## begin MATERIAL TO PROCESS

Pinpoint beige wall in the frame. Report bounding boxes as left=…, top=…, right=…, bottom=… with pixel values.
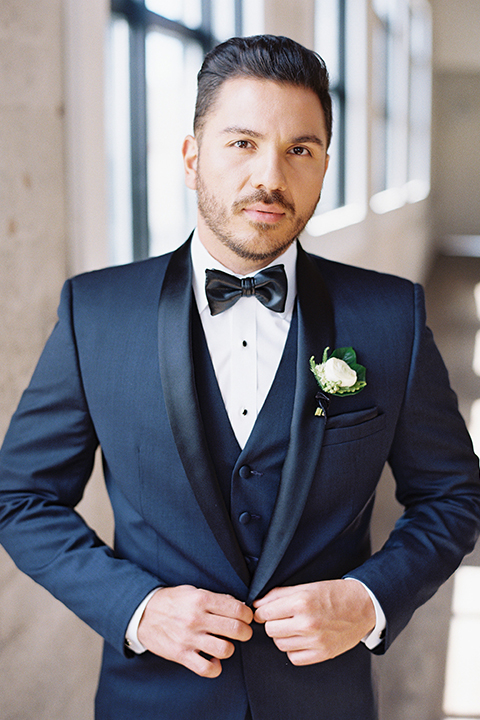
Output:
left=0, top=0, right=67, bottom=436
left=432, top=0, right=480, bottom=242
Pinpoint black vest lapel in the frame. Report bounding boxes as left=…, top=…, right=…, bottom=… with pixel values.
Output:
left=158, top=240, right=249, bottom=585
left=248, top=244, right=335, bottom=602
left=192, top=307, right=241, bottom=514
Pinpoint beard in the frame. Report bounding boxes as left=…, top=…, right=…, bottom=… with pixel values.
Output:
left=193, top=170, right=320, bottom=264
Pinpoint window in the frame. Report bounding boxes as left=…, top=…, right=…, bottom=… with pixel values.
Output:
left=107, top=0, right=263, bottom=263
left=308, top=0, right=367, bottom=235
left=371, top=0, right=431, bottom=212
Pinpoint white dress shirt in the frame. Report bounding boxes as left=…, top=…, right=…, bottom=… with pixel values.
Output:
left=126, top=231, right=386, bottom=653
left=192, top=232, right=297, bottom=449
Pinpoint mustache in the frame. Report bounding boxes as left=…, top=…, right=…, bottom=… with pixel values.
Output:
left=232, top=190, right=295, bottom=214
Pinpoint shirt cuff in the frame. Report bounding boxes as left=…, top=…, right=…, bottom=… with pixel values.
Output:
left=125, top=587, right=160, bottom=655
left=344, top=576, right=387, bottom=650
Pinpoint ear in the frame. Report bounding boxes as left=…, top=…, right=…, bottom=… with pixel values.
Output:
left=323, top=155, right=330, bottom=177
left=182, top=135, right=198, bottom=190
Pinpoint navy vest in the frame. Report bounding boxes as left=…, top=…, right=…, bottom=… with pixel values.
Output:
left=192, top=307, right=297, bottom=574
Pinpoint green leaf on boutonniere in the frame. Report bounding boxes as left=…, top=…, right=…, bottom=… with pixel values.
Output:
left=310, top=347, right=367, bottom=396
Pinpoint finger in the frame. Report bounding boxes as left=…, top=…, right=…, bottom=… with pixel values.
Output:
left=265, top=618, right=299, bottom=638
left=287, top=650, right=328, bottom=667
left=183, top=650, right=222, bottom=678
left=253, top=585, right=302, bottom=608
left=203, top=614, right=253, bottom=642
left=203, top=591, right=253, bottom=625
left=253, top=598, right=294, bottom=623
left=198, top=635, right=235, bottom=660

## end MATERIAL TO PROCESS

▸ PROBLEM DESCRIPTION:
Copy the entries word for word, starting at the line that contains "Pinpoint green leaf" and ending at the last line of the entries, including both.

▸ CORRECT OUTPUT:
Pinpoint green leaf on boutonniere in the frame. Report bounding boxes as left=…, top=…, right=…, bottom=… with pixel values.
Output:
left=310, top=347, right=367, bottom=396
Pinpoint finger in the frame. Report bounding boxes as left=…, top=…, right=…, bottom=… with pixel values.
Output:
left=265, top=618, right=299, bottom=638
left=287, top=650, right=328, bottom=667
left=183, top=650, right=222, bottom=678
left=253, top=585, right=302, bottom=608
left=203, top=614, right=253, bottom=642
left=203, top=591, right=253, bottom=625
left=253, top=598, right=294, bottom=623
left=198, top=635, right=235, bottom=660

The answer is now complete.